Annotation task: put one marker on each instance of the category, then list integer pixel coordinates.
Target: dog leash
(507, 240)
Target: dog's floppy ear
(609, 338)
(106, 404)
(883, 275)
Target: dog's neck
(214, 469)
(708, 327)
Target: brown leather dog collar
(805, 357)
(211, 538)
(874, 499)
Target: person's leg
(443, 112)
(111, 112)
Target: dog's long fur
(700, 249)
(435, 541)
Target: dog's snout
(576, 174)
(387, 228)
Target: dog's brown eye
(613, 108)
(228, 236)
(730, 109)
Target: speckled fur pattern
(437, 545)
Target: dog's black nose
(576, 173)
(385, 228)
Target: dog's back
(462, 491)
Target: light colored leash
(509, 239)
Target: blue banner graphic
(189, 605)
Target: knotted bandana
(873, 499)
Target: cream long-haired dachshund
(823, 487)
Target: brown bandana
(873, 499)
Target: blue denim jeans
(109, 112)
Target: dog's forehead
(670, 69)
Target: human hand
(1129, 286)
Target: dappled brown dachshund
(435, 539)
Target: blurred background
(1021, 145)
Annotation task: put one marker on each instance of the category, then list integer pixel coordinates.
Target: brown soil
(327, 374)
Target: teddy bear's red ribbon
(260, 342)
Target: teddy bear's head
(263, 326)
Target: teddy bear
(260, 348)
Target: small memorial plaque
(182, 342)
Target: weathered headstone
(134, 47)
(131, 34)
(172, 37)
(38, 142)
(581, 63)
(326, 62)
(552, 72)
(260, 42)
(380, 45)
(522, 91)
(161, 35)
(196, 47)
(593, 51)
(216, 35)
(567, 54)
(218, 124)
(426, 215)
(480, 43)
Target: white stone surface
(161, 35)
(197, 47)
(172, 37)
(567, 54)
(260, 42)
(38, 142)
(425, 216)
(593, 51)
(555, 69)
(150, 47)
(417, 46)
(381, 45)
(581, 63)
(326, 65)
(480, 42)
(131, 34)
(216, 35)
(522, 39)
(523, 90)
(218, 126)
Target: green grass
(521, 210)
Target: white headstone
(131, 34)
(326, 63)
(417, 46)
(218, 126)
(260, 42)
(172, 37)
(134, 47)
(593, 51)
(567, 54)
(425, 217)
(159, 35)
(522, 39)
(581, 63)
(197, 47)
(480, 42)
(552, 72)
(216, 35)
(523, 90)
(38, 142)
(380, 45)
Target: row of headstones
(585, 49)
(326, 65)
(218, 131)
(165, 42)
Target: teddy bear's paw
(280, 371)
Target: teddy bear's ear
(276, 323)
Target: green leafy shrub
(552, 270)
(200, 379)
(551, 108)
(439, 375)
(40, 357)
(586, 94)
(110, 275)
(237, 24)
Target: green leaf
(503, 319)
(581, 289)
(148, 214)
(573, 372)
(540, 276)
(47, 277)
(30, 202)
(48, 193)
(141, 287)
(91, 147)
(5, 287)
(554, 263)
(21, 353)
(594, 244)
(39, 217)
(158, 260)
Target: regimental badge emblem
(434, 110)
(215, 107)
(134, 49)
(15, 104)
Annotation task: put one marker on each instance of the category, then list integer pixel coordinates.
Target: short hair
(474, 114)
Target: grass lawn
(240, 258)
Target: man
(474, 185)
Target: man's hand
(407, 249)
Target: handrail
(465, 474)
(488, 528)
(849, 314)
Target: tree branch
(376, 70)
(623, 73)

- EXERCISE DIRECTIONS
Everything in the material above should be output exactly.

- TASK RESPONSE
Annotation task: put one marker on each instance of the category, then list integer pixel coordinates.
Target: dog leash
(507, 240)
Target: dog's floppy ear
(609, 338)
(106, 404)
(883, 275)
Target: dog's neck
(214, 469)
(708, 327)
Target: brown leather dog collar
(805, 357)
(211, 538)
(874, 499)
Target: person's leg
(443, 112)
(111, 112)
Target: dog's long fur
(700, 249)
(435, 541)
Target: dog's snout
(576, 174)
(387, 228)
Target: dog's brown eye
(613, 108)
(228, 236)
(730, 109)
Target: speckled fur pattern
(437, 545)
Target: dog's black nose
(576, 173)
(385, 228)
Target: dog's back
(462, 491)
Target: light colored leash
(509, 239)
Target: blue banner graphic
(189, 605)
Target: knotted bandana
(873, 499)
Target: cream long-haired dachshund
(823, 487)
Target: brown bandana
(873, 499)
Target: blue denim jeans
(109, 112)
Target: dog's forehead
(670, 69)
Target: human hand
(1129, 286)
Target: dappled brown dachshund
(435, 539)
Target: blurred background
(1021, 145)
Annotation task: put one marker on each instance of the category, then list integer pixel coordinates.
Target: brown soil
(327, 374)
Target: teddy bear's red ribbon
(260, 342)
Target: teddy bear's head
(263, 326)
Target: teddy bear
(260, 348)
Target: small memorial plaque
(182, 342)
Target: weathered headstone
(134, 47)
(131, 34)
(172, 37)
(38, 142)
(581, 63)
(326, 62)
(552, 72)
(260, 42)
(380, 45)
(522, 91)
(161, 35)
(196, 47)
(593, 51)
(216, 35)
(567, 54)
(218, 124)
(426, 215)
(480, 43)
Target: white stone surface
(161, 35)
(197, 47)
(172, 37)
(567, 54)
(260, 42)
(38, 142)
(425, 216)
(593, 51)
(555, 69)
(150, 47)
(417, 46)
(381, 45)
(581, 63)
(326, 65)
(480, 42)
(131, 34)
(216, 35)
(522, 39)
(523, 90)
(218, 126)
Target: green grass
(521, 210)
Target: white headstone
(131, 34)
(326, 63)
(417, 46)
(218, 126)
(260, 42)
(172, 37)
(134, 47)
(593, 51)
(567, 54)
(425, 217)
(159, 35)
(522, 39)
(581, 63)
(197, 47)
(480, 42)
(552, 72)
(216, 35)
(523, 90)
(38, 142)
(380, 45)
Target: row of headstones
(585, 49)
(326, 65)
(218, 131)
(165, 42)
Target: teddy bear's paw
(280, 371)
Target: teddy bear's ear
(276, 323)
Target: green leafy shrub
(552, 270)
(200, 379)
(551, 108)
(439, 375)
(40, 357)
(586, 94)
(110, 275)
(237, 24)
Target: green leaf
(503, 319)
(581, 289)
(148, 214)
(573, 372)
(540, 276)
(47, 277)
(30, 202)
(48, 193)
(141, 287)
(91, 147)
(5, 287)
(554, 263)
(21, 353)
(594, 244)
(39, 217)
(158, 260)
Target: regimental badge emblem
(434, 110)
(215, 107)
(134, 49)
(15, 104)
Annotation task: put one marker on each instance of the category, then list integer pixel coordinates.
Target: short hair
(474, 114)
Target: grass lawn
(240, 258)
Target: man
(474, 185)
Target: man's hand
(407, 249)
Target: handrail
(465, 474)
(488, 528)
(849, 314)
Target: tree branch
(376, 70)
(623, 73)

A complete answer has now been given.